Приведённый отрывок:
Командир подлодки, капитан второго ранга Светловский, хорошо знал Саблина и не смог сразу поверить Фирсову. Он знал Валерия Михайловича как человека весьма перспективного и порядочного, находившегося на хорошем счету у начальства. В апреле 1975 года Саблин был одним из первых в Военно-Морском Флоте награжден орденом «За службу Родине в Вооруженных Силах СССР» 3-й степени, в ближайшее время его собирались назначить замполитом одного из самых крупных военных кораблей…

Тем временем Саблин обратился к матросам. Что он им сказал? Сохранились магнитофонные записи его обращения к экипажу корабля, наиболее подробно их цитирует Бар-Бирюков.

«Всем! Всем! Всем! Товарищи, прослушайте текст выступления, с которым мы намереваемся выступить по радио и телевидению. Наша цель — поднять голос правды… Наш народ уже значительно пострадал и страдает из-за своего политического бесправия…»

«Только узкому кругу специалистов известно, сколько вреда принесло и приносит волюнтаристские вмешательства государственных и партийных органов в развитие Вооруженных Сил и экономику страны, в решение национальных вопросов и воспитание молодежи… Предполагается, что, во-первых, нынешний госаппарат будет основательно очищен, а по некоторым узлам — разбит и выброшен на свалку истории, так как глубоко заражен семейственностью, взяточничеством, карьеризмом, высокомерием по отношению к народу. Во-вторых, на свалку должна быть выброшена система выборов, превращающая народ в безликую массу. В-третьих, должны быть ликвидированы все условия, порождающие всесильность и бесконтрольность гос- и партаппарата со стороны народных масс».

Показанный материал:
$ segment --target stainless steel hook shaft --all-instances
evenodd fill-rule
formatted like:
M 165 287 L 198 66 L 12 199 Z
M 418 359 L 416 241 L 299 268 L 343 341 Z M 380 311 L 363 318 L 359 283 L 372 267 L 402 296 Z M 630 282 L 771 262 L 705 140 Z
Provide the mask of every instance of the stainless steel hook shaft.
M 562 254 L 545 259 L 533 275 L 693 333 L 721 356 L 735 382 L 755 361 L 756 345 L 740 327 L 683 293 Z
==
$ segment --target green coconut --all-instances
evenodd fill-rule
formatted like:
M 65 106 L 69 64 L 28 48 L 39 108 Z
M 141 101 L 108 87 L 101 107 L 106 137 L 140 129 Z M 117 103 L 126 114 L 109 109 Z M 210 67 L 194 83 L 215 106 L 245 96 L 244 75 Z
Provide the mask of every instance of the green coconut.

Цель задания 1: Скопируйте из приведённого отрывка дословно фрагмент от слов «Командир подлодки, капитан» до слов «их цитирует Бар-Бирюков.» включительно.
Цель задания 2:
Ответьте по приведённому отрывку:
(а) Какое звание было у командира подлодки Светловского?
(б) Когда и каким орденом был награждён Саблин?
(в) Кто наиболее подробно цитирует магнитофонные записи обращения Саблина к экипажу?

Полное решение 1:
Командир подлодки, капитан второго ранга Светловский, хорошо знал Саблина и не смог сразу поверить Фирсову. Он знал Валерия Михайловича как человека весьма перспективного и порядочного, находившегося на хорошем счету у начальства. В апреле 1975 года Саблин был одним из первых в Военно-Морском Флоте награжден орденом «За службу Родине в Вооруженных Силах СССР» 3-й степени, в ближайшее время его собирались назначить замполитом одного из самых крупных военных кораблей…

Тем временем Саблин обратился к матросам. Что он им сказал? Сохранились магнитофонные записи его обращения к экипажу корабля, наиболее подробно их цитирует Бар-Бирюков.

Полное решение 2:
(а) Капитан второго ранга.
(б) В апреле 1975 года, орденом «За службу Родине в Вооруженных Силах СССР» 3-й степени.
(в) Бар-Бирюков.